Exercise description: Return the listing below in full, with every line exactly as it is.

*** Task inputs ***

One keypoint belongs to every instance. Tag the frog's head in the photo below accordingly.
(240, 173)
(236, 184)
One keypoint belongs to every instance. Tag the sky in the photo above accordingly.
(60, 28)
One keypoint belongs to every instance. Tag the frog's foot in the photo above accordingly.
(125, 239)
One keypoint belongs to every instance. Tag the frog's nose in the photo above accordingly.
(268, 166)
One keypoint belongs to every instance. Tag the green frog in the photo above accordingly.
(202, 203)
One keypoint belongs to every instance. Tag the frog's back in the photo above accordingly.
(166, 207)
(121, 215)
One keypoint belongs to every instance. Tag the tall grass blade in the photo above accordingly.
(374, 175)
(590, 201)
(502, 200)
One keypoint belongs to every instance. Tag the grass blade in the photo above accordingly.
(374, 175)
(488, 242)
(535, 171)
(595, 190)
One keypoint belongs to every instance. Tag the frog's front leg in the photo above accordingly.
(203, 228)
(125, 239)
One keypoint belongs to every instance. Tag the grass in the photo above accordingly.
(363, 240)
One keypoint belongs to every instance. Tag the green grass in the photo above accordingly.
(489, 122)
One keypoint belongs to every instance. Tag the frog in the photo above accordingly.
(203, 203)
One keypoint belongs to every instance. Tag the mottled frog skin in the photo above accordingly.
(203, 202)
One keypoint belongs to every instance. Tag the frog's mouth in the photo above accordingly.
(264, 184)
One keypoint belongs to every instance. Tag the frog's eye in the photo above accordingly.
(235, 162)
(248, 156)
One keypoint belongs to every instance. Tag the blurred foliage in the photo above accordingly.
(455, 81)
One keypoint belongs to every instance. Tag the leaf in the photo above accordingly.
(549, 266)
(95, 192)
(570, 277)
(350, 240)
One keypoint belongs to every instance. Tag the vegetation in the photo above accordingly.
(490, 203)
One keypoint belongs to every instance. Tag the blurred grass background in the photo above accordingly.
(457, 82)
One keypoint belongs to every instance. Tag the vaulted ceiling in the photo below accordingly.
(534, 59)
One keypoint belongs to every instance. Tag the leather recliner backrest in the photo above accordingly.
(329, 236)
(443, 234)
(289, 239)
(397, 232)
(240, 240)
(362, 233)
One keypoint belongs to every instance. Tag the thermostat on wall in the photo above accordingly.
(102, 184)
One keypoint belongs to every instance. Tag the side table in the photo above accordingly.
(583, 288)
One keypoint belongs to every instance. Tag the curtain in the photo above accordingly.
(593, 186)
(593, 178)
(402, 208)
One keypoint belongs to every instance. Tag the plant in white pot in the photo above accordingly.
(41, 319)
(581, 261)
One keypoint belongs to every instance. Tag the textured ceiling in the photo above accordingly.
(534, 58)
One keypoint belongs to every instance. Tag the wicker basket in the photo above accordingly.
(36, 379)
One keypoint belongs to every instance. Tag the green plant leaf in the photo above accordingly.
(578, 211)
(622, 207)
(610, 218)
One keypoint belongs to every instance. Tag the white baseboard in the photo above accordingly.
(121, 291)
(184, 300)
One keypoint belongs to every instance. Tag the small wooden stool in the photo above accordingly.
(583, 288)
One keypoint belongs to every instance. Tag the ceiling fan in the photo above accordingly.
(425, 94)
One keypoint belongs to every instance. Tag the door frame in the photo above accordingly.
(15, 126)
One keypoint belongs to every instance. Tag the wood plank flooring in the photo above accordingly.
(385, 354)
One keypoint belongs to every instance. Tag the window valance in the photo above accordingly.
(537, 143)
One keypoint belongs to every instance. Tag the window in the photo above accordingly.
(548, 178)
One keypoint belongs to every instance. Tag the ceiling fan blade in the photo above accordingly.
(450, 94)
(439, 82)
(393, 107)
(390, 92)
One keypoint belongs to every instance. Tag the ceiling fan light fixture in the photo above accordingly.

***

Result for this task:
One keypoint belongs to every instance. Tag the frog's head in the photo below accordingly.
(240, 173)
(236, 184)
One keypoint belongs to every instance. Tag the sky in the photo above accordingly.
(60, 28)
One keypoint belongs to every instance. Tag the frog's foot in the photo above accordingly.
(125, 239)
One keypoint belongs to every instance. Tag the frog's nose in the photo above accordingly.
(268, 166)
One keypoint belongs to every instance. Tag the green frog in the photo above accordingly.
(202, 203)
One keypoint belongs to every instance. Tag the frog's back in the photo above accordingly.
(166, 207)
(121, 215)
One keypoint belongs to every instance. Tag the tall grass blade in the photo above accordingly.
(374, 175)
(590, 201)
(502, 200)
One keypoint belongs to every instance. Tag the grass blade in the photo above accordingly.
(374, 175)
(488, 242)
(535, 171)
(595, 190)
One keypoint belongs to every instance. Tag the frog's front leg in the photo above accordingly.
(203, 228)
(125, 239)
One keypoint belongs to every instance. Tag the grass in the photo above accordingly.
(363, 240)
One keypoint belongs to every instance. Tag the green grass in the photo above accordingly.
(489, 122)
One keypoint belongs to every instance. Tag the frog in the photo above accordingly.
(203, 203)
One keypoint belongs to every instance. Tag the mottled frog skin in the photo above accordingly.
(203, 202)
One keypoint belongs to every instance. Tag the frog's mouth in the photo above accordingly.
(264, 184)
One keypoint belongs to every instance. Tag the frog's eye in the photo above accordingly.
(235, 162)
(248, 156)
One keypoint belongs to every instance. Tag the blurred foliage in the photo above accordingly.
(455, 81)
One keypoint belongs to every instance. Tag the leaf in the photo above accordingly.
(549, 266)
(95, 192)
(570, 277)
(350, 240)
One keypoint belongs to every instance. Tag the vegetation in the photo above accordingly.
(490, 203)
One keypoint belongs to every instance. Tag the blurred grass background in the photo above accordingly.
(457, 82)
One keypoint belongs to every instance. Tag the vaulted ceiling in the photo below accordingly.
(534, 59)
One keypoint belongs to every instance. Tag the leather recliner backrest in the photo above accordingly.
(329, 236)
(443, 234)
(289, 239)
(397, 232)
(240, 240)
(362, 233)
One keypoint belongs to every instance. Tag the thermostat on wall in the photo above accordingly.
(102, 184)
One keypoint belongs to every instance. Tag the side table in the photo above accordingly.
(583, 288)
One keypoint belongs to every instance. Tag the curtain in the photo above accordingly.
(593, 186)
(593, 178)
(402, 208)
One keypoint belongs to every instance. Tag the plant in white pot in the photo above accordingly.
(41, 319)
(581, 261)
One keypoint belongs to every instance. Tag the textured ceiling in the photo above accordingly.
(534, 58)
One keypoint belongs to every instance. Tag the wicker basket in the photo above accordingly.
(36, 379)
One keypoint belongs to every instance. Tag the green plant leaf in the photo above accordingly.
(578, 211)
(622, 207)
(610, 218)
One keypoint belongs to every instance. Tag the white baseboard in the photo above accordingly.
(121, 291)
(184, 300)
One keypoint belongs to every instance. Tag the small wooden stool in the photo above accordingly.
(583, 288)
One keypoint belongs to every instance. Tag the ceiling fan in the photo above accordingly.
(425, 94)
One keypoint belongs to every instance. Tag the door frame in the photo above accordingly.
(15, 126)
One keypoint belongs to every instance. Tag the wood plank flooring in the photo above accordingly.
(385, 354)
One keypoint belongs to every instance. Tag the window valance in the photo above accordingly.
(537, 143)
One keypoint belongs to every instance. Tag the window in the photo above accordingly.
(548, 178)
One keypoint belongs to every instance. Tag the ceiling fan blade in the photo above accordingly.
(450, 94)
(439, 82)
(393, 107)
(390, 92)
One keypoint belongs to every instance. Tag the ceiling fan light fixture in the photo above accordingly.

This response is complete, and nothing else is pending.